• [PROVIDED INFORMATION]:
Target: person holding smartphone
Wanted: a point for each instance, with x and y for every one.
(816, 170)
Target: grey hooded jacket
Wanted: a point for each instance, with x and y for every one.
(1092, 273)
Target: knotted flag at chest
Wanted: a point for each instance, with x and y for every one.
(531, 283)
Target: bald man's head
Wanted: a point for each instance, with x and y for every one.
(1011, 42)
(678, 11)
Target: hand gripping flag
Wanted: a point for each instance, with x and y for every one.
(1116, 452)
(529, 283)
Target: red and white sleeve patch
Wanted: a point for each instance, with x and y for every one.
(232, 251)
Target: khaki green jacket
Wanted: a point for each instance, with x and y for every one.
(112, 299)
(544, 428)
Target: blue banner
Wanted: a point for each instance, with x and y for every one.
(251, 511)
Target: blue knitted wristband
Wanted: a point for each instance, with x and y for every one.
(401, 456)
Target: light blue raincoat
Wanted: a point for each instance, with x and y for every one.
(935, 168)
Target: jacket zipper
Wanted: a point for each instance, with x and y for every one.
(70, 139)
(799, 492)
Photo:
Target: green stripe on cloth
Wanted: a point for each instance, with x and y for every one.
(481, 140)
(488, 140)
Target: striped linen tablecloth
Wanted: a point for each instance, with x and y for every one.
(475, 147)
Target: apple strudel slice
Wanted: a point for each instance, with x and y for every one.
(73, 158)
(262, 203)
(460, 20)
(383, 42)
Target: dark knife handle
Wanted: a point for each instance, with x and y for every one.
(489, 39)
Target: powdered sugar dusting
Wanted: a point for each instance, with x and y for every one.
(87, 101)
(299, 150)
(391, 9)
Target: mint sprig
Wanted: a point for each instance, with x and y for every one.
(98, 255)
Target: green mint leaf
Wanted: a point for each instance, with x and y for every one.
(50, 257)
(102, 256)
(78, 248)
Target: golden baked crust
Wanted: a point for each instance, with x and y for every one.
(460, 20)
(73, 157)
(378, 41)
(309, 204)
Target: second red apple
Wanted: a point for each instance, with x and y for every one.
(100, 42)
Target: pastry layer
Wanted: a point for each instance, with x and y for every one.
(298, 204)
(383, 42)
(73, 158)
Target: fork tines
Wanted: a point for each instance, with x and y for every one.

• [TASK DETAILS]:
Rewrite every line of the records above, from the line containing "Target: mint sprig" down to the end of the records, keeping all lines, the requests among them, as they are except for the point coordinates in the answers. Multiply each of those coordinates by 2.2 and round it to a whole number, with halves rounded up.

• [FINAL RESULT]:
Target: mint sprig
Wanted: a point for each instance, with x and y for every one.
(216, 561)
Target: green mint leaf
Wanted: a point for each instance, with x and y for every one.
(110, 565)
(224, 563)
(172, 546)
Target: golden baked crust
Wanted: a point for each instance, with x and y for every one.
(1012, 44)
(161, 345)
(832, 90)
(680, 449)
Target: second red apple
Wanted: a point for each instance, with x and y for every one.
(220, 92)
Target: pastry layer
Wanted: a point for each instance, with x and y for every one.
(656, 449)
(843, 92)
(161, 348)
Target: fork tines
Wanted: a point for each instance, with x and y for every one.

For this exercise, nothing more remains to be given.